→ Page excerpt:

5 points by lyime on Nov 26, 2008 | hide | past | favorite | 6 comments
I have been following the story about how our next president wants to keep his Blackberry. He wants to remain in contact with people outside the 10-12 people surrounding him daily.

Some Issues "A president's e-mail may be subject to public records laws and can be subpoenaed by Congress and the courts. It may also be a security risk for him to carry a traceable cell phone."

I think one of the main things is definitely security risk. Rest of the issues can be dealt by lawyers ;)

I am really interested in hearing opinions about the security implications of owning a cellphone and blackberry in specific. Most likely there would be additional effort/technology that would be needed to make his phone/PDA untraceable. This definitely makes Secret services job much much harder. His security can be compromised quite easily by skilled hackers. At the same time I think in todays age the President should be well equipped with communication devices that enable him to do his job better. What do you think?



You don't want to be carrying a constant-frequency radio beacon in a non-shielded environment if you're going to have sensitive information conveyed via vibrations (i.e., if you're the president and you're going to be talking to people). Think Doppler effect. The NSA will explain this to Obama; and while he might still consult his blackberry from time to time, it won't be present during sensitive meetings (and when you get right down to it, pretty much every non-public meeting at which the president is present qualifies as "sensitive").

→ Supplied entries:
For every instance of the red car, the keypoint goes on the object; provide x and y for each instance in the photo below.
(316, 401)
--
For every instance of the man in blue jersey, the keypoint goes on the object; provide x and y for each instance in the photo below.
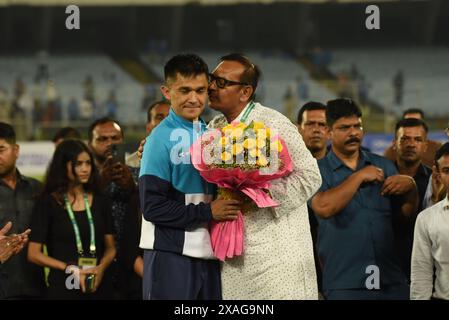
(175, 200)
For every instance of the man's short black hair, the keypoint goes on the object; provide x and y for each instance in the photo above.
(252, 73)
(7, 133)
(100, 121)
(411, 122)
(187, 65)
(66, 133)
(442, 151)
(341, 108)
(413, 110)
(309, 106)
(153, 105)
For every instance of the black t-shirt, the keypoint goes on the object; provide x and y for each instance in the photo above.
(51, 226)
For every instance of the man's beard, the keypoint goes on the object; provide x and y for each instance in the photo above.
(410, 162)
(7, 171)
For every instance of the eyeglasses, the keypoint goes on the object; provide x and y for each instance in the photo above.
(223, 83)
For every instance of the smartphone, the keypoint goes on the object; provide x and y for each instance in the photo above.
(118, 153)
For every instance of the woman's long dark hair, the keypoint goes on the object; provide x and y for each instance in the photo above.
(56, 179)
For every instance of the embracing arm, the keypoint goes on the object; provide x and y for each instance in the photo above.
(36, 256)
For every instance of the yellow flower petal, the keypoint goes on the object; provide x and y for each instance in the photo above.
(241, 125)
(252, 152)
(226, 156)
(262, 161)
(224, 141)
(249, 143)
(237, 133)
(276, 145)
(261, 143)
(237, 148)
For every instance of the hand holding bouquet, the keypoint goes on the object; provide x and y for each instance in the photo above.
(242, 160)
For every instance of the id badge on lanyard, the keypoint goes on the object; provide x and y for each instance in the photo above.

→ Things to do:
[1] Reproduce the Blackberry discussion from "I think one" up to and including "do you think?".
[2] In the Blackberry discussion, what kind of laws may a president's e-mail be subject to?

→ Answers to the exercises:
[1]
I think one of the main things is definitely security risk. Rest of the issues can be dealt by lawyers ;)

I am really interested in hearing opinions about the security implications of owning a cellphone and blackberry in specific. Most likely there would be additional effort/technology that would be needed to make his phone/PDA untraceable. This definitely makes Secret services job much much harder. His security can be compromised quite easily by skilled hackers. At the same time I think in todays age the President should be well equipped with communication devices that enable him to do his job better. What do you think?

[2] Public records laws.